GIVEN EXERCISE -
Please return every line in the items below that contains the word "snow".
++++ EXERCISE DATA ++++
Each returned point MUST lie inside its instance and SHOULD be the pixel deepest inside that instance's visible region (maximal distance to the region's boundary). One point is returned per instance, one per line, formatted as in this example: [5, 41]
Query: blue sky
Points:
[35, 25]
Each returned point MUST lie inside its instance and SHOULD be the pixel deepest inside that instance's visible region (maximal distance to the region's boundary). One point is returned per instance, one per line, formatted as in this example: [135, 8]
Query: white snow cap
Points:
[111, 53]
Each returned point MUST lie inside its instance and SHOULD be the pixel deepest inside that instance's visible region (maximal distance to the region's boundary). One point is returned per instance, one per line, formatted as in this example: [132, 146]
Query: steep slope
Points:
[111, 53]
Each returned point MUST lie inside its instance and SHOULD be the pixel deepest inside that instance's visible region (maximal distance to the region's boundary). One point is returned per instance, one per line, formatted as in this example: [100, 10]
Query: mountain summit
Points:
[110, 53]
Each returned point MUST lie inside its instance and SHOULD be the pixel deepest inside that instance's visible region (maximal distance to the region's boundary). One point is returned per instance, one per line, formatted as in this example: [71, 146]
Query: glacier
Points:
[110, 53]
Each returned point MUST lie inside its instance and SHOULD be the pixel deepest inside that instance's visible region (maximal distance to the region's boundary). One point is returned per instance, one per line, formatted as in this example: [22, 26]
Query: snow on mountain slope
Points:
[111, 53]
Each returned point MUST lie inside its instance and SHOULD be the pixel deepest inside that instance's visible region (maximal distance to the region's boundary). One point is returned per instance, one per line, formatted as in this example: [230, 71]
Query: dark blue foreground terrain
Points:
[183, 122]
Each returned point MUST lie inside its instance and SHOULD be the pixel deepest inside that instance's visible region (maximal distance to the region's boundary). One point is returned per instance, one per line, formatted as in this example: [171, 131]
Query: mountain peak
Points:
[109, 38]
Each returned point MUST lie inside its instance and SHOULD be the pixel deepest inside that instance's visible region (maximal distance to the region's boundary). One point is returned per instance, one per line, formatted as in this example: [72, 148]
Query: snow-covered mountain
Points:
++++
++++ EXERCISE DATA ++++
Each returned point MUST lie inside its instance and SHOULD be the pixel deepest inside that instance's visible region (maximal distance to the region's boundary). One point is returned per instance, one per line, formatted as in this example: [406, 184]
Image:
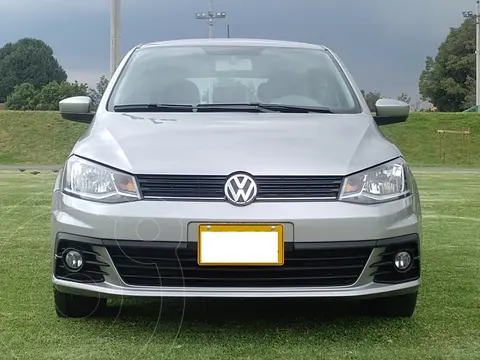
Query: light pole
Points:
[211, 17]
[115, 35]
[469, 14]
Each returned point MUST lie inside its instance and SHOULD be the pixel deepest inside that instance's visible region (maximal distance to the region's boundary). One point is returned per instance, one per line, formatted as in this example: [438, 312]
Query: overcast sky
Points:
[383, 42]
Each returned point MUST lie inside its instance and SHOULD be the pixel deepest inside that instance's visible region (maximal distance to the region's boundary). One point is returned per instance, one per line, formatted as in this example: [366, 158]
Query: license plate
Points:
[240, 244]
++++
++++ EXERCISE DATA ++++
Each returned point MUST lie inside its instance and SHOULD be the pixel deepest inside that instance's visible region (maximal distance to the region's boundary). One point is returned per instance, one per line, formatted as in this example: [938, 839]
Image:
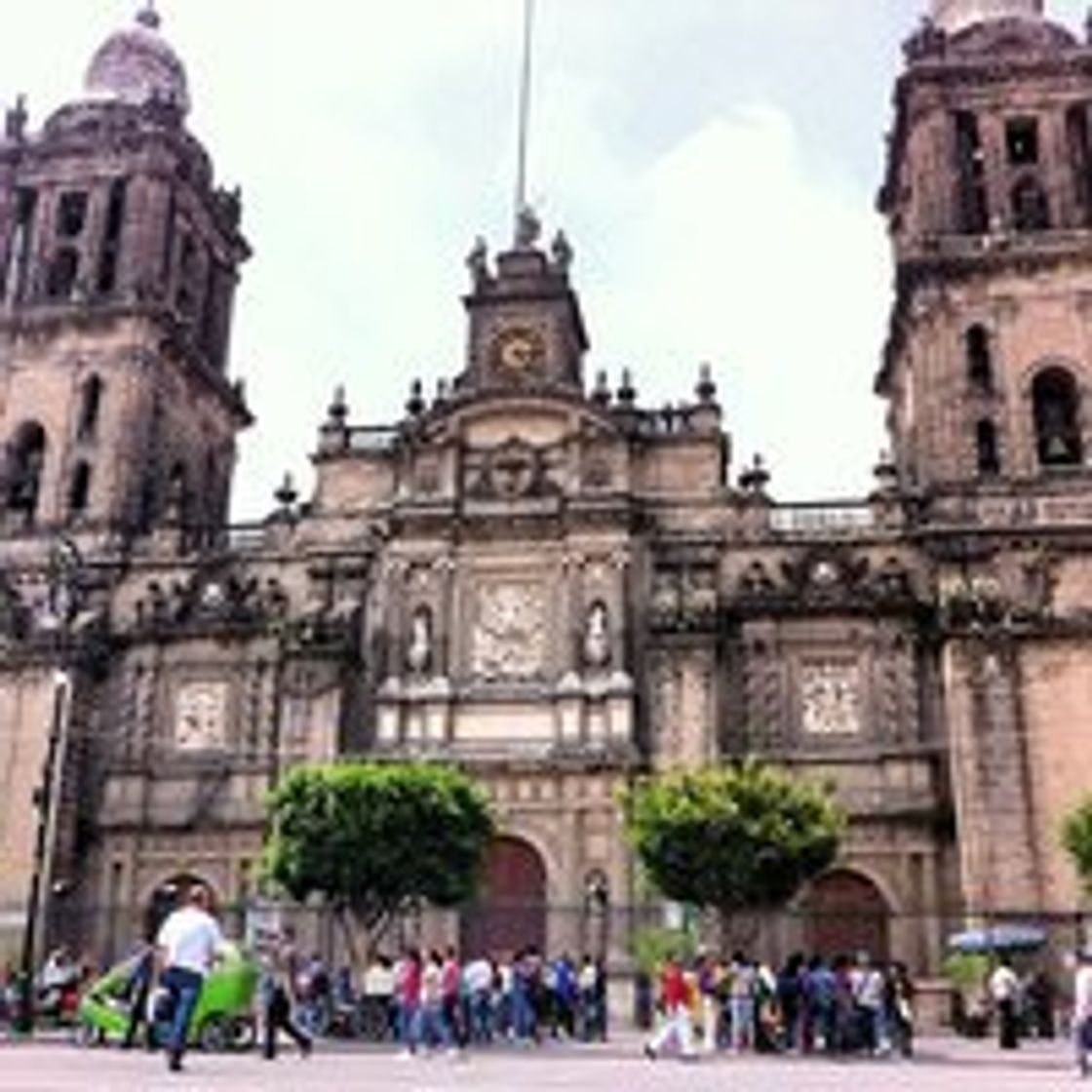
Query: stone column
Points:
++++
WRITTEN REPLY -
Query: white snow cap
Query: snow on mountain slope
Query: snow-covered mountain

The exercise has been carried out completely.